ТЕКСТ ДЛЯ ЧТЕНИЯ:
>>>

«Психоаналитический подход к эстетике» не был опубликован вплоть до 1952 года, однако это фактически первая статья, которую Сигал прочитала Британскому психоаналитическому обществу – в 1947-м, спустя два года после квалификации. Здесь она соединила свои психоаналитические интересы с увлечением искусством и литературой. Стимулом к написанию послужило то, что в анализе у Сигал были психотические пациенты, а также художники, которые чувствовали блокировку в своей творческой работе. Обе эти группы пациентов поставили перед анализом фундаментальные проблемы, связанные с их способностью свободно использовать символы, и благодаря анализу обнаружили связь между ступором в работе и неспособностью горевать. Это привело Сигал к исследованию корней креативности в депрессивной позиции и к развитию теории эстетики, которая впервые объяснила с психологической точки зрения, что же такое есть в великом искусстве, что делает его универсальным и бессмертным. Работа Фрейда в этой области в основном опиралась на два подхода: на открытие в содержании произведения искусства универсальных человеческих тем и на исследование тех инфантильных ситуаций в истории жизни художника, которые отражались в его работе. Анализ, основанный только на содержании, обнаружил бы одинаковые темы и в великих греческих трагедиях, и в недолговечных низкопробных драмах и, таким образом, не смог бы их различить. Как Сигал выразила это, обращаясь к более ранним статьям Фрейда и других авторов, «они имели дело с вопросами, представляющими психологический интерес, но не с центральным вопросом эстетики, который звучит так: что представляет собой хорошее искусство и чем по существу оно отличается от других человеческих произведений, в особенности от плохого искусства». К тому же такой подход никогда не мог ответить на вопрос, каким образом художнику удается влиять на свою аудиторию.

<<<

ИСХОДНЫЕ ДАННЫЕ:

>>>

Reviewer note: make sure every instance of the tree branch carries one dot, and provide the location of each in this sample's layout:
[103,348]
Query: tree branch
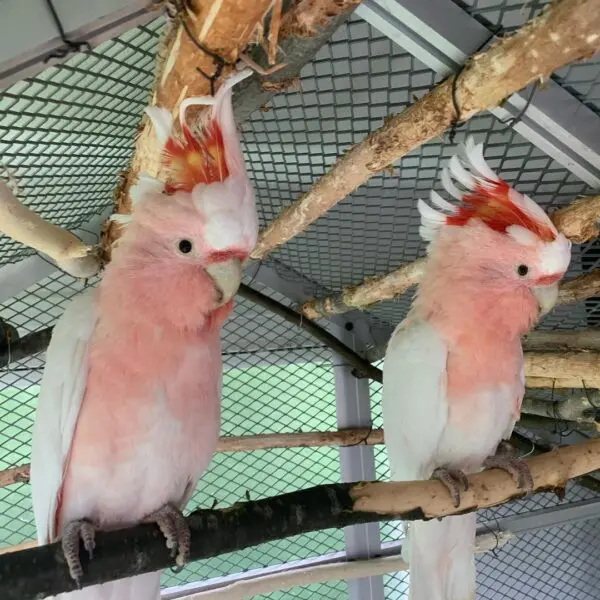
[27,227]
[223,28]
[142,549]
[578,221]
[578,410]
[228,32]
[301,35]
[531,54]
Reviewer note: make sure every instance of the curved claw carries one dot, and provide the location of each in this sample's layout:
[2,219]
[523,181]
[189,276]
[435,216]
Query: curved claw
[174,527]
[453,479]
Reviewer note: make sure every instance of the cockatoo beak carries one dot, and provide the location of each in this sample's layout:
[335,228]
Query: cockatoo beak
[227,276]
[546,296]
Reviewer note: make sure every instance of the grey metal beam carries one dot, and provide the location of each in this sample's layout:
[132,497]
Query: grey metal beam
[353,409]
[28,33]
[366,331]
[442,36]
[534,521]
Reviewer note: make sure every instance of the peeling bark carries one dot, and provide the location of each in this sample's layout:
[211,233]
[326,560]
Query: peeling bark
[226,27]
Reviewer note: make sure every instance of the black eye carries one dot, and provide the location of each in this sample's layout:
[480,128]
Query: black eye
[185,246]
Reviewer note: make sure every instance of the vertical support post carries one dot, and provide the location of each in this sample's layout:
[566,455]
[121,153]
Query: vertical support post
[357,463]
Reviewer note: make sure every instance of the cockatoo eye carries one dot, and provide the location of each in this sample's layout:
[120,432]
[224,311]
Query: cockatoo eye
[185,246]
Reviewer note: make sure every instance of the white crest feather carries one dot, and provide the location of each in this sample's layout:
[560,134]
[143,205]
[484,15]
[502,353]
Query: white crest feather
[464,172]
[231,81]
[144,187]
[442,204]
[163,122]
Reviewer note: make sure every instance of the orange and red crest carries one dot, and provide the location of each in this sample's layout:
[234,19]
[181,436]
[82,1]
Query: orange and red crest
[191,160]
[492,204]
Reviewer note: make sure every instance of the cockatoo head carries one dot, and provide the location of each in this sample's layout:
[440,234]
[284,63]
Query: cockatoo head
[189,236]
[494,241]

<<<
>>>

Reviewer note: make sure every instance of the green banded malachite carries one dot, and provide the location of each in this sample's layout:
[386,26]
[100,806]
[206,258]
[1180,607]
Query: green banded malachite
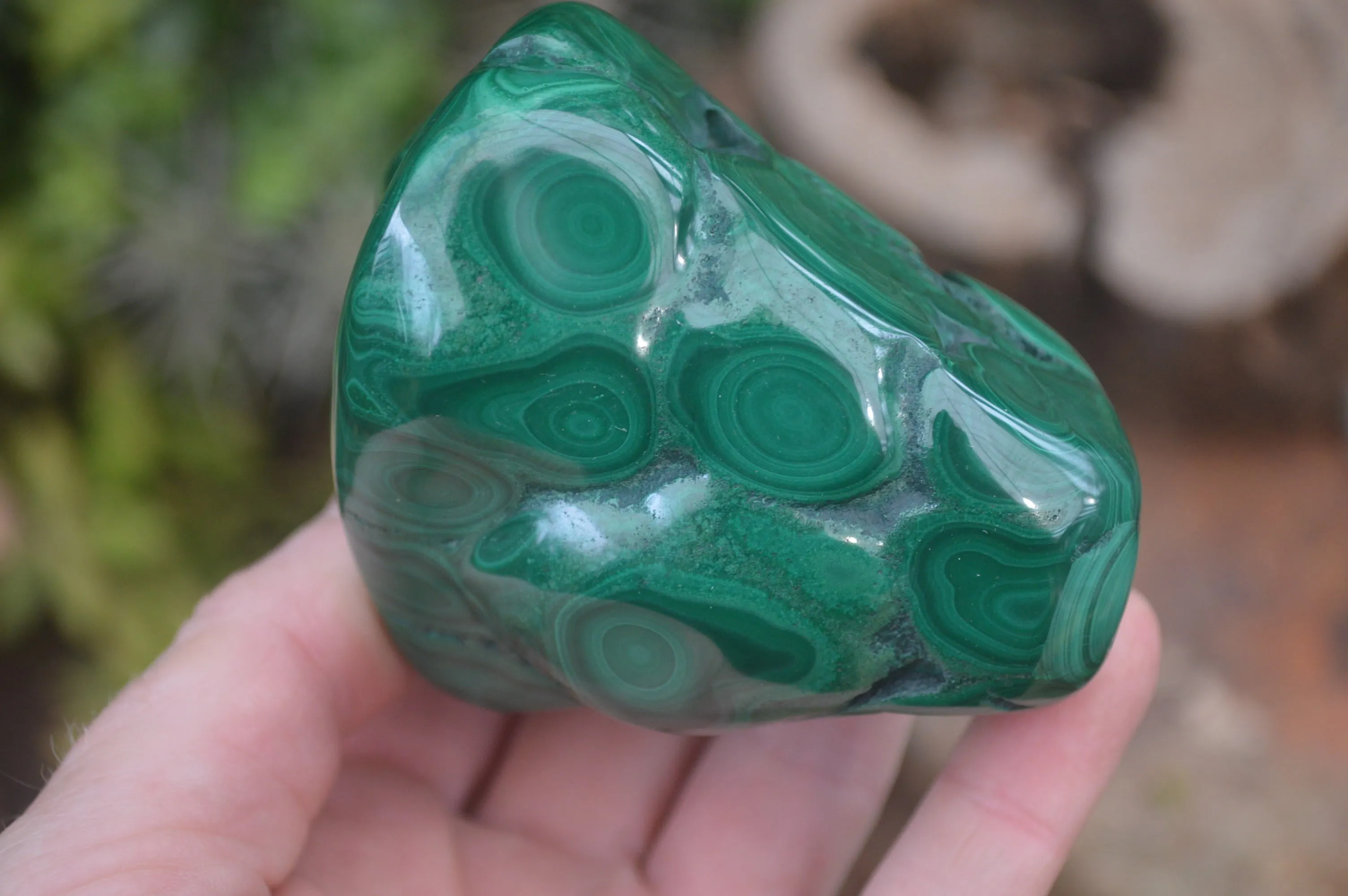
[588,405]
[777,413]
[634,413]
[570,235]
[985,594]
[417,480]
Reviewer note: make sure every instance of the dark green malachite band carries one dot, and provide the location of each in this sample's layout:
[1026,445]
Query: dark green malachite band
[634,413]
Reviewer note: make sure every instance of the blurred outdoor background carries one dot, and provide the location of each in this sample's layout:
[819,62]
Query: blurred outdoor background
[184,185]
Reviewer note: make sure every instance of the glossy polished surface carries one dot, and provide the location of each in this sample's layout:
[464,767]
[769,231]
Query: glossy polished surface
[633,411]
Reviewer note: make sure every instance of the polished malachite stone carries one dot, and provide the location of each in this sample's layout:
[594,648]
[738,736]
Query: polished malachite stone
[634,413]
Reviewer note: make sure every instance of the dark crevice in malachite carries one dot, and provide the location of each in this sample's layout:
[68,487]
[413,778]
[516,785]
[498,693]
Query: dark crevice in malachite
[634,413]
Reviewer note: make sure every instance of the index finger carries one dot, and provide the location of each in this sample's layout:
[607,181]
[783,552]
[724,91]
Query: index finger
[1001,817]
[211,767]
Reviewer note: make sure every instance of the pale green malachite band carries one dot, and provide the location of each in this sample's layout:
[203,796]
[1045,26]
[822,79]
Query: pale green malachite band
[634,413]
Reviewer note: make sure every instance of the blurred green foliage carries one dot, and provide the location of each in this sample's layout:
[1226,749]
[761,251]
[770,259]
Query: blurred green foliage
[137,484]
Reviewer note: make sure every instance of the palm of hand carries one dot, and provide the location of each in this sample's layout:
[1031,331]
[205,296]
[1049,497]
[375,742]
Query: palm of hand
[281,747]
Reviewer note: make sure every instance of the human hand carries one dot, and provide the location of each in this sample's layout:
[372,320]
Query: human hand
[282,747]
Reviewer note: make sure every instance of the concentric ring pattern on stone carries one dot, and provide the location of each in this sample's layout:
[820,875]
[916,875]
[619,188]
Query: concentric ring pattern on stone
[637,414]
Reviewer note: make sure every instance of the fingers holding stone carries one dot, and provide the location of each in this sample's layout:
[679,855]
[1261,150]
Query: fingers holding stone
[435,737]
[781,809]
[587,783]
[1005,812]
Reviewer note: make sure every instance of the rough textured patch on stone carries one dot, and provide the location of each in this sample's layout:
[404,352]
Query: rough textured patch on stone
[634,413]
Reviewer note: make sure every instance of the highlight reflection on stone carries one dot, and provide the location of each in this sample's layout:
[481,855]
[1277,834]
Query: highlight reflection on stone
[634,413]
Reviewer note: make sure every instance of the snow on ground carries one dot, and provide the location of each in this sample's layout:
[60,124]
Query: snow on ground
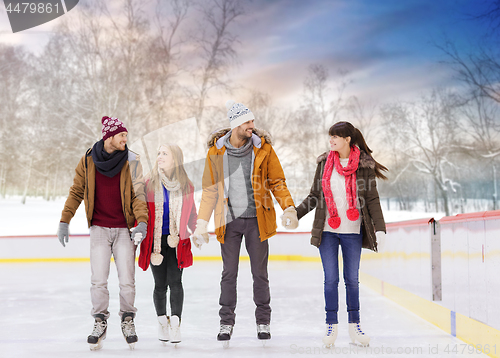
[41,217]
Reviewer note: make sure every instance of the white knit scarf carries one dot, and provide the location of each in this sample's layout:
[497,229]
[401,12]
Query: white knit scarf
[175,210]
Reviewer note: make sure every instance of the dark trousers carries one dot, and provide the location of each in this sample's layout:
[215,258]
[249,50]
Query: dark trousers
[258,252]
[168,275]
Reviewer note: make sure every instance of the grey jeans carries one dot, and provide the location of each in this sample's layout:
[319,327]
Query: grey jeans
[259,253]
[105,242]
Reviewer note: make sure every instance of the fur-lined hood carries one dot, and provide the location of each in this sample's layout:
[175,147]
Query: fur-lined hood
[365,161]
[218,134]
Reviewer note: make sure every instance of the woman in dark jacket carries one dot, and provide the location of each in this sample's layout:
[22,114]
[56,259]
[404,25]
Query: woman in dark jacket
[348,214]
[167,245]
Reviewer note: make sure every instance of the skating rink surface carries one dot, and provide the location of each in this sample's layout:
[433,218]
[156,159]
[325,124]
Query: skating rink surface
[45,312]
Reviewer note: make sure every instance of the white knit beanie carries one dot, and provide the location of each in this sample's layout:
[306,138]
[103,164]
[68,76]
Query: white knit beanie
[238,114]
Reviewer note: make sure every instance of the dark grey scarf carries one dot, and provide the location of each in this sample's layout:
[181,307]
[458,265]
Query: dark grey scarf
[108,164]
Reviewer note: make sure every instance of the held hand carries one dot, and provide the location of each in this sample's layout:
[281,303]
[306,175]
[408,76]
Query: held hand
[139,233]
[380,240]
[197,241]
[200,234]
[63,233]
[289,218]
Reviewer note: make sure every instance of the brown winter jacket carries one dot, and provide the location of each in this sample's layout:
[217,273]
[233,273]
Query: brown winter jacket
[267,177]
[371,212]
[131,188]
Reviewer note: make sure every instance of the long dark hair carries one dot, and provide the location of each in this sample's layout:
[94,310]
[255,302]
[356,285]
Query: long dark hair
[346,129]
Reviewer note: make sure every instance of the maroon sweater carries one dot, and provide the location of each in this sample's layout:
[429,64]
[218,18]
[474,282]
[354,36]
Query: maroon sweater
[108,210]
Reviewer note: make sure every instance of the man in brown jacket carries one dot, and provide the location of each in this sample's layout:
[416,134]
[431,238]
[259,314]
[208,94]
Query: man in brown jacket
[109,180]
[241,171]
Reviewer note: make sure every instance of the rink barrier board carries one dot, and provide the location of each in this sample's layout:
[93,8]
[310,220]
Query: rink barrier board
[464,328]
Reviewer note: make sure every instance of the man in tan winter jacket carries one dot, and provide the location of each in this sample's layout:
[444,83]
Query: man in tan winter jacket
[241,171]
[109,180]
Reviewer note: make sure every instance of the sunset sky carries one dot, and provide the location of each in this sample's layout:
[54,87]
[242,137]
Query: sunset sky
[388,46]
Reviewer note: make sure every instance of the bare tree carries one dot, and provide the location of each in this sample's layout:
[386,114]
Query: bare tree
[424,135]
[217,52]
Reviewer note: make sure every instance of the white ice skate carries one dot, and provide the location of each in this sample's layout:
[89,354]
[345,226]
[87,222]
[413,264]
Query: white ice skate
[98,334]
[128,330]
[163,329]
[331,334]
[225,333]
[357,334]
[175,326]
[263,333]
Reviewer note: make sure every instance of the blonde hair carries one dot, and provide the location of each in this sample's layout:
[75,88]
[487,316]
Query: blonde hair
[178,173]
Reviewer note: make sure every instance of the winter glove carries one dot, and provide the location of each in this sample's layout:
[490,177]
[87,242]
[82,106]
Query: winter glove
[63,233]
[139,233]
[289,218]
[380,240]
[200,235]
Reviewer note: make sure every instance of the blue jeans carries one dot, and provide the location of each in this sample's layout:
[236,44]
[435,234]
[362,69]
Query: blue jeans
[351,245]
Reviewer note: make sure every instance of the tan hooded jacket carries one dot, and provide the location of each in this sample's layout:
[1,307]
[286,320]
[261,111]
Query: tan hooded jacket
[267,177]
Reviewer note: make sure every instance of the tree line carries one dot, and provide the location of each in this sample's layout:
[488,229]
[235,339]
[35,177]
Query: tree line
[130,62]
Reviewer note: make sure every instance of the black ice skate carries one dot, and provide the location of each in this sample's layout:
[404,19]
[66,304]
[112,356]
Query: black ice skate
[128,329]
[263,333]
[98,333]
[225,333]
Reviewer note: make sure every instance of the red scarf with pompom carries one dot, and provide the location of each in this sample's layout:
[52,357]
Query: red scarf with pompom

<<<
>>>

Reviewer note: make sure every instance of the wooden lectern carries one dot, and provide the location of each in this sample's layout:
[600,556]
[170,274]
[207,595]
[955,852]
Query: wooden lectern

<<<

ОТВЕТЬТЕ НА ВОПРОСЫ:
1 > Ответьте на вопросы по тексту о психоаналитическом подходе к эстетике.
(а) В каком году Сигал прочитала эту статью Британскому психоаналитическому обществу?
(б) Какие две группы пациентов были у Сигал в анализе?
(в) На какие два подхода в основном опиралась работа Фрейда в этой области?
2 > Продолжите текст о психоаналитическом подходе к эстетике, начав сразу после его последнего предложения.

ОТВЕТЫ ПО ПОРЯДКУ:
1 >
(а) В 1947 году.
(б) Психотические пациенты и художники, которые чувствовали блокировку в своей творческой работе.
(в) На открытие в содержании произведения искусства универсальных человеческих тем и на исследование тех инфантильных ситуаций в истории жизни художника, которые отражались в его работе.

2 >
Фрейду не хватало соответствующего концептуального оснащения для разрешения этих проблем, но, как это было ему свойственно, это не мешало следовать собственной интуиции, идти скорее литературным, анекдотическим путем, основанным на отдельных наблюдениях. В статье «О переносе» (Freud, 1916), написанной приблизительно в то же время, что и «Скорбь и меланхолия», он пишет о поэте (теперь известно, что это был Рильке) – «молчаливом» друге, который не мог наслаждаться красотой их горной прогулки, потому что это влекло за собой осознание быстротечности жизни. Это не было проблемой для Фрейда. Как он выразился, «ценность мимолетного – это ценность редкостного… Цветок, который цветет лишь одну ночь, не кажется нам из-за этого менее прекрасным» (Freud, 1916, p. 305). Фрейд согласен, что осознание всей красоты должно вести к мыслям о смерти и преходящести всех вещей, но при этом отмечает: «…так как ценность всего прекрасного и совершенного определена его значением для нашей собственной эмоциональной жизни, нет никакой необходимости в том, чтобы оно пережило нас, и поэтому оно независимо от абсолютного срока жизни» (Ibid., p. 306). Эти соображения, однако, не имели никакого влияния на его друзей, и Фрейд пришел к выводу, что тут «задействован мощный эмоциональный фактор», описав это как «протест в их психике против горевания» (Ibid., p. 306).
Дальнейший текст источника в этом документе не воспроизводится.